_What to do_:
Swap "Help me out" for "Please show me" everywhere in the records that follow, keeping every other line unchanged and leaving the pictures out of the answer.

── Task input

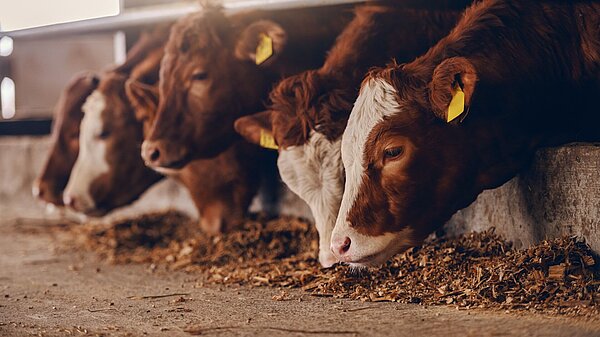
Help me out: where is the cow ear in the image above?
[235,20,287,66]
[429,57,477,123]
[125,80,158,121]
[234,110,278,150]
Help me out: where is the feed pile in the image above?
[77,212,600,316]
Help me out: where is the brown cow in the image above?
[126,80,262,234]
[63,72,161,216]
[65,36,260,233]
[235,5,459,266]
[332,0,600,266]
[32,72,98,205]
[32,25,170,205]
[142,5,352,168]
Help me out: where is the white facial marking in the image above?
[332,78,399,262]
[64,91,109,211]
[277,131,344,267]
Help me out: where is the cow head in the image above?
[235,70,354,267]
[142,9,286,168]
[331,57,480,265]
[64,72,160,215]
[32,73,98,205]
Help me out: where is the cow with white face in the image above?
[331,0,600,266]
[235,4,459,267]
[63,72,161,216]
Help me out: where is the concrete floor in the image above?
[0,222,600,337]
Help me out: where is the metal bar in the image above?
[0,0,364,39]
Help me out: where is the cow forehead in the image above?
[342,78,399,169]
[81,90,106,132]
[336,78,399,232]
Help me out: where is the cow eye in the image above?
[192,71,208,81]
[383,147,404,159]
[96,130,110,139]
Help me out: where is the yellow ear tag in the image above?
[256,34,273,65]
[446,84,465,123]
[260,129,279,150]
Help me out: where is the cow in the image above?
[63,72,161,216]
[32,72,99,206]
[331,0,600,267]
[32,24,170,206]
[235,4,460,266]
[141,5,353,168]
[126,79,263,234]
[65,37,260,234]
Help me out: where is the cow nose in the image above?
[31,181,45,199]
[150,149,160,161]
[142,141,160,164]
[63,194,77,210]
[331,236,352,257]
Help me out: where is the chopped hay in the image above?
[75,212,600,317]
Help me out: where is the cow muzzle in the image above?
[142,140,190,169]
[31,179,63,206]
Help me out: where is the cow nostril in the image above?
[63,195,77,209]
[340,237,352,254]
[150,149,160,161]
[31,184,44,198]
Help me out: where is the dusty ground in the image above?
[0,219,600,337]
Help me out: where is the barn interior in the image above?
[0,0,600,336]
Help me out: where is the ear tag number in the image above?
[260,129,279,150]
[446,84,465,123]
[256,33,273,65]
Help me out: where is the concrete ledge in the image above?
[446,144,600,252]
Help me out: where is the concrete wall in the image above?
[7,33,114,119]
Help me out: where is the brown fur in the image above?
[84,72,161,215]
[347,0,600,242]
[238,4,459,148]
[143,5,351,167]
[34,72,98,206]
[34,25,170,206]
[122,73,261,234]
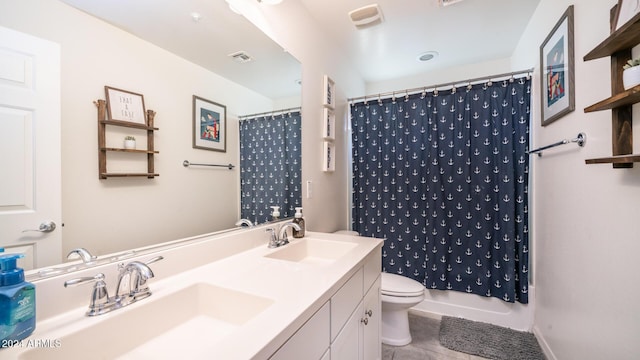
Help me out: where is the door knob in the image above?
[22,221,56,232]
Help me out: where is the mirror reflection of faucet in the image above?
[67,248,98,265]
[64,256,164,316]
[236,219,253,227]
[265,221,302,249]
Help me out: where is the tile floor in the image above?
[382,312,486,360]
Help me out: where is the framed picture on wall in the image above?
[540,5,576,126]
[104,86,147,125]
[192,95,227,152]
[322,141,336,172]
[322,108,336,140]
[322,75,336,109]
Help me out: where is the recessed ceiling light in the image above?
[438,0,462,6]
[191,11,202,22]
[418,51,438,62]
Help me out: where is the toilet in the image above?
[335,230,425,346]
[380,273,425,346]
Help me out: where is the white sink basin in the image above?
[265,238,358,265]
[20,283,273,360]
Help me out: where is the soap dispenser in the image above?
[271,206,280,221]
[0,254,36,346]
[292,207,305,239]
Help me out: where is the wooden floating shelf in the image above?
[100,173,160,179]
[584,13,640,61]
[584,85,640,113]
[100,120,160,130]
[584,154,640,164]
[100,148,160,154]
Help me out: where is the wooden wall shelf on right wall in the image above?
[583,5,640,168]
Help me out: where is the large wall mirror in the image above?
[10,0,301,278]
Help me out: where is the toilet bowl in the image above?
[380,273,425,346]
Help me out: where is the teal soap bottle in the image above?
[0,254,36,346]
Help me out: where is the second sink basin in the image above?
[20,283,273,360]
[265,238,358,265]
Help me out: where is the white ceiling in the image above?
[62,0,540,99]
[300,0,540,82]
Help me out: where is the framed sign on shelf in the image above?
[322,75,336,109]
[540,5,575,126]
[104,86,147,125]
[192,95,227,152]
[322,108,336,140]
[322,141,336,172]
[613,0,640,30]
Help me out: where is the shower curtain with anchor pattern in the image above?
[351,76,531,303]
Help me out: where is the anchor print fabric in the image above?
[351,77,531,303]
[240,111,302,223]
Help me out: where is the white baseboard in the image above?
[532,326,557,360]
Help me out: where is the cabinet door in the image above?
[360,276,382,360]
[331,268,364,341]
[270,302,330,360]
[331,302,364,360]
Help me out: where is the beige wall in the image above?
[0,0,273,255]
[512,0,640,359]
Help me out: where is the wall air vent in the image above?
[229,51,253,64]
[349,4,382,29]
[438,0,462,6]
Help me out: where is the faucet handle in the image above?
[265,228,279,249]
[64,273,115,316]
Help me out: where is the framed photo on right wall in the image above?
[540,5,576,126]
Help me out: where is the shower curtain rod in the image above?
[347,68,533,103]
[238,106,302,120]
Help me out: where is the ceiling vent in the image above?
[229,51,253,64]
[349,4,382,29]
[438,0,462,6]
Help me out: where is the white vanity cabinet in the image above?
[270,302,330,360]
[331,274,381,360]
[271,249,382,360]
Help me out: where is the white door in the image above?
[0,27,62,270]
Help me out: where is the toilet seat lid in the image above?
[380,272,424,297]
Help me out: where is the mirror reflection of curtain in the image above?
[240,111,302,224]
[351,78,531,303]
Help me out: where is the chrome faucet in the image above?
[116,261,154,306]
[236,219,253,227]
[64,273,116,316]
[64,256,164,316]
[265,221,302,249]
[278,221,302,246]
[67,248,98,264]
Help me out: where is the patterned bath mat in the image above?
[440,316,546,360]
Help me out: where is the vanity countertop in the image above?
[5,230,382,359]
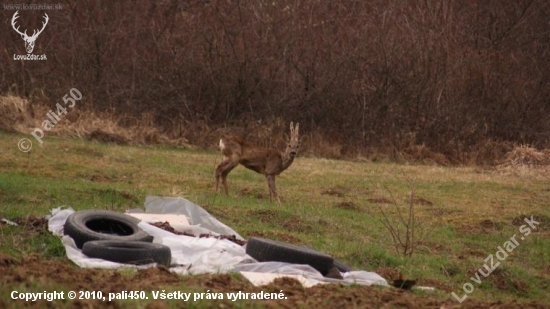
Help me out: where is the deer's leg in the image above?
[216,159,239,195]
[266,175,281,204]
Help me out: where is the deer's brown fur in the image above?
[216,122,300,203]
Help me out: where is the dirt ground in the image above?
[0,219,550,309]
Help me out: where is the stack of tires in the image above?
[64,210,172,267]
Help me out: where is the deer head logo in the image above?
[11,11,49,54]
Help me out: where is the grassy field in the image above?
[0,132,550,308]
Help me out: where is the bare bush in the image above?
[0,0,550,164]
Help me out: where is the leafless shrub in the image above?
[378,180,435,257]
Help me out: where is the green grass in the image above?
[0,132,550,307]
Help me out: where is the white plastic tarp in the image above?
[48,196,388,286]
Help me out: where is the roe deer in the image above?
[216,122,300,204]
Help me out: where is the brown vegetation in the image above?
[0,0,550,164]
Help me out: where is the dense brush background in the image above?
[0,0,550,164]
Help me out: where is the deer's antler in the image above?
[11,11,28,37]
[31,13,50,38]
[11,11,50,41]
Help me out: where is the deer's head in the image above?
[11,11,49,54]
[286,122,300,158]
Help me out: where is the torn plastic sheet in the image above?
[48,196,388,286]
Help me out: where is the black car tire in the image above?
[82,240,172,267]
[246,237,334,276]
[63,210,153,248]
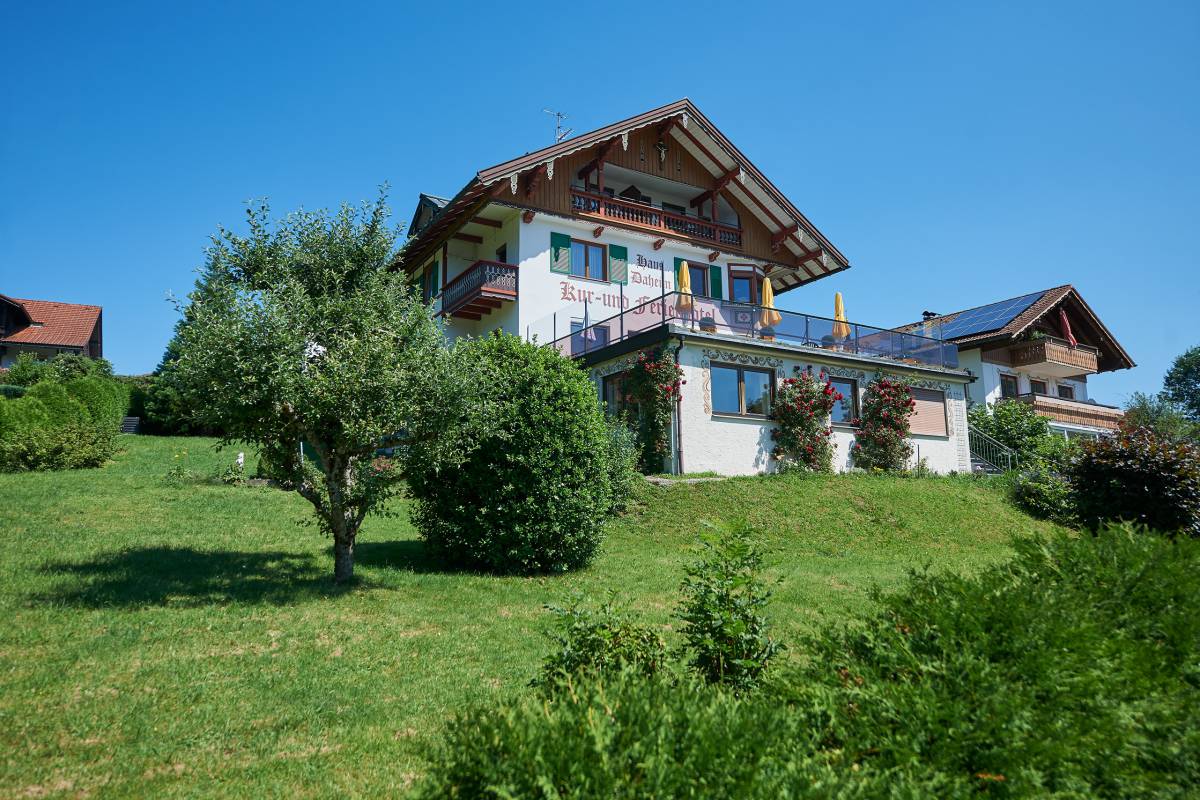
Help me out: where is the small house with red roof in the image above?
[0,295,104,368]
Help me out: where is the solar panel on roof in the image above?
[942,291,1045,339]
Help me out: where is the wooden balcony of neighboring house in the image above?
[571,188,742,247]
[1012,395,1124,431]
[1008,336,1100,378]
[442,256,517,319]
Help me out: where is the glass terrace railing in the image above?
[552,291,959,368]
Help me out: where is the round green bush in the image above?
[1068,427,1200,536]
[407,336,613,573]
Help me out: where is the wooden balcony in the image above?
[442,261,517,319]
[571,188,742,247]
[1013,395,1124,431]
[1008,336,1100,378]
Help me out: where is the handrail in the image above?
[967,426,1021,473]
[571,187,742,246]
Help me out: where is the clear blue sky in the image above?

────

_Solution for this problem_:
Please show me: where is the cow ear in the image above?
[235,20,287,66]
[429,57,477,123]
[125,80,158,121]
[234,110,278,150]
Please show me: where is the feed pile in the image above?
[77,212,600,316]
Please show me: where is the brown cow in the image above?
[126,80,262,234]
[63,72,161,216]
[65,36,260,233]
[235,5,459,266]
[332,0,600,266]
[32,72,98,205]
[32,25,170,205]
[142,5,352,168]
Please show me: where is the white facial marking in the image above?
[332,78,399,262]
[64,91,109,211]
[277,131,344,267]
Please show me: where is the cow head in the image above?
[235,70,354,267]
[142,9,286,168]
[331,57,480,265]
[64,72,160,215]
[32,73,98,205]
Please show me: where is the cow with white face in the image above?
[331,0,600,266]
[235,4,459,267]
[63,72,161,216]
Please show me: where is the concrete floor in the image above?
[0,222,600,337]
Please show me: where is the metal bar in the image above?
[0,0,364,39]
Please show me: where is the cow forehead in the image above?
[342,78,399,169]
[81,90,106,132]
[336,78,399,232]
Please show me: where is the cow eye in the image above?
[192,71,208,81]
[383,147,404,159]
[96,130,110,139]
Please show me: where is the yellow ear tag in the image above?
[256,34,273,65]
[446,84,465,123]
[260,129,279,150]
Please show me: where is the cow in the image above?
[63,72,161,216]
[32,72,99,206]
[331,0,600,267]
[32,24,170,206]
[235,4,460,266]
[141,5,353,168]
[126,79,263,234]
[65,37,260,234]
Please show me: where is the cow nose in the image above?
[31,181,45,199]
[150,149,160,161]
[142,141,160,164]
[63,194,77,210]
[331,236,352,257]
Please show me: where is the chopped hay in the image above?
[75,212,600,317]
Please show me: where is the cow muzzle in the image above?
[142,140,190,169]
[31,179,63,206]
Please show me: where is the cow nostril in the image above?
[63,195,77,209]
[340,237,352,254]
[150,149,160,161]
[31,184,44,198]
Please show me: where is the dusty ground in the image above?
[0,219,600,337]
Please show me: where is the barn interior in the image above?
[0,0,600,336]
Please show me: where is the ear tag number in the image above?
[260,129,279,150]
[446,84,465,123]
[256,33,273,65]
Please show me: where is the concrete ledge in the image above?
[446,144,600,252]
Please show me: where is the concrete wall in the image above?
[7,33,114,119]
Please show me: where is the brown fur in the image above?
[84,72,161,215]
[347,0,600,242]
[238,4,459,148]
[143,5,351,167]
[34,72,98,206]
[34,25,170,206]
[122,73,261,234]
Please show me: where is the door knob in the image above?
[22,221,56,232]
Please show me: where is the mirror reflection of faucet in the image above?
[67,248,98,265]
[64,256,164,316]
[236,219,253,227]
[265,221,302,249]
Please show me: where is the tile floor in the image above?
[382,312,486,360]
Please show me: where is the framed picture on wall in the image above?
[540,5,576,126]
[104,86,147,125]
[192,95,227,152]
[322,141,336,172]
[322,108,336,140]
[322,75,336,109]
Please show me: where is the recessed ceiling light in the image above?
[438,0,462,6]
[191,11,202,22]
[418,51,438,62]
Please show me: where is the toilet in the image above?
[335,230,425,346]
[380,273,425,346]
Please show me: where is the white sink basin in the image above?
[265,238,358,265]
[20,283,273,360]
Please show me: where is the soap dispenser in the image above?
[271,206,280,221]
[0,254,36,346]
[292,207,305,239]
Please show me: where is the wooden floating shelf in the image above?
[100,173,160,179]
[584,13,640,61]
[584,85,640,113]
[100,120,160,130]
[584,154,640,164]
[100,148,160,154]
Please show me: where is the wooden wall shelf on right wall in the image above?
[583,5,640,168]
Please show me: where is the large wall mirror in the image above?
[10,0,301,278]
Please show me: where is the toilet bowl in the image above?
[380,273,425,346]
Please show me: where is the teal soap bottle in the image above?
[0,254,36,346]
Please show me: where is the second sink basin in the image above?
[20,283,273,360]
[265,238,358,265]
Please show me: where is the white ceiling in the image above?
[62,0,540,99]
[300,0,540,82]
Please show me: where is the framed sign on shelf in the image above?
[322,75,336,109]
[540,5,575,126]
[104,86,147,125]
[192,95,227,152]
[322,108,336,140]
[322,141,336,172]
[613,0,640,30]
Please show me: where is the shower curtain with anchor pattern in the image above?
[351,76,531,303]
Please show me: where is the anchor print fabric in the image above?
[351,77,531,303]
[240,111,302,223]
Please show me: where is the white baseboard in the image above?
[532,326,557,360]
Please show me: where is the cabinet door in the image above?
[360,276,382,360]
[331,268,364,341]
[270,302,330,360]
[331,302,364,360]
Please show me: where is the beige wall in the image above?
[0,0,273,255]
[512,0,640,359]
Please show me: where is the wall air vent in the image above?
[229,51,253,64]
[349,4,382,29]
[438,0,462,6]
Please show me: where is the faucet handle in the image above?
[265,228,279,249]
[64,273,115,316]
Please show me: where is the framed photo on right wall in the image above?
[540,5,576,126]
Please show me: where is the shower curtain rod in the image above?
[347,68,533,103]
[238,106,302,120]
Please show me: where is the ceiling vent in the image above?
[229,51,253,64]
[349,4,382,29]
[438,0,462,6]
Please show me: where is the white vanity cabinet in the image above?
[270,302,330,360]
[331,274,381,360]
[271,249,382,360]
Please show me: where is the white door in the image above?
[0,27,62,270]
Please show me: where is the toilet seat lid in the image above?
[380,272,424,297]
Please show me: where is the mirror reflection of curtain in the image above?
[240,111,302,224]
[351,78,531,303]
Please show me: where is the chrome faucet in the image above?
[116,261,154,306]
[236,219,253,227]
[64,273,116,316]
[64,256,164,316]
[265,221,302,249]
[278,221,302,246]
[67,248,98,264]
Please show me: where is the patterned bath mat in the image above?
[440,316,546,360]
Please show me: where is the vanity countertop in the image above?
[5,230,382,359]
Please show me: where is the deer's leg in the image above?
[216,159,239,195]
[266,175,281,204]
Please show me: where is the deer's brown fur in the image above?
[216,122,300,203]
Please show me: where is the dirt ground in the image above?
[0,219,550,309]
Please show me: where is the stack of tires in the image above?
[64,210,172,267]
Please show me: where is the deer head logo in the image above?
[11,11,49,54]
Please show me: where is the grassy field in the image above?
[0,132,550,308]
Please show me: where is the bare bush in the image above?
[0,0,550,164]
Please show me: where is the leafless shrub in the image above?
[378,180,435,257]
Please show me: where is the green grass in the image above?
[0,132,550,307]
Please show me: where is the white plastic tarp in the image above?
[48,196,388,286]
Please show me: where is the roe deer in the image above?
[216,122,300,204]
Please show me: where is the brown vegetation in the image above?
[0,0,550,164]
Please show me: where is the dense brush background in the image above?
[0,0,550,164]
Please show me: where is the deer's antler in the image above?
[11,11,28,37]
[31,13,50,38]
[11,11,50,41]
Please show me: where is the deer's head in the image above?
[11,11,49,54]
[286,122,300,158]
Please show me: where is the torn plastic sheet in the image above?
[48,196,388,286]
Please show me: where is the black car tire in the image above?
[82,240,172,267]
[246,237,334,276]
[63,210,153,248]
Please show me: where is the small house with red roof in the image above?
[0,295,104,368]
Please show me: where is the solar panel on roof in the image above?
[942,291,1045,339]
Please show me: where is the wooden balcony of neighboring house in the image above?
[571,188,742,247]
[1012,395,1124,431]
[1008,336,1100,378]
[442,256,517,319]
Please show me: where is the glass terrace railing in the image above?
[552,291,959,368]
Please show me: where is the round green bush in the image above?
[1068,427,1200,536]
[407,336,613,573]
Please show me: where is the wooden balcony in the image above?
[442,261,517,319]
[571,188,742,247]
[1013,395,1124,431]
[1008,336,1100,378]
Please show me: where is the handrail in the image above?
[967,426,1021,473]
[571,187,742,246]
Please show me: where is the clear blue sky in the image above?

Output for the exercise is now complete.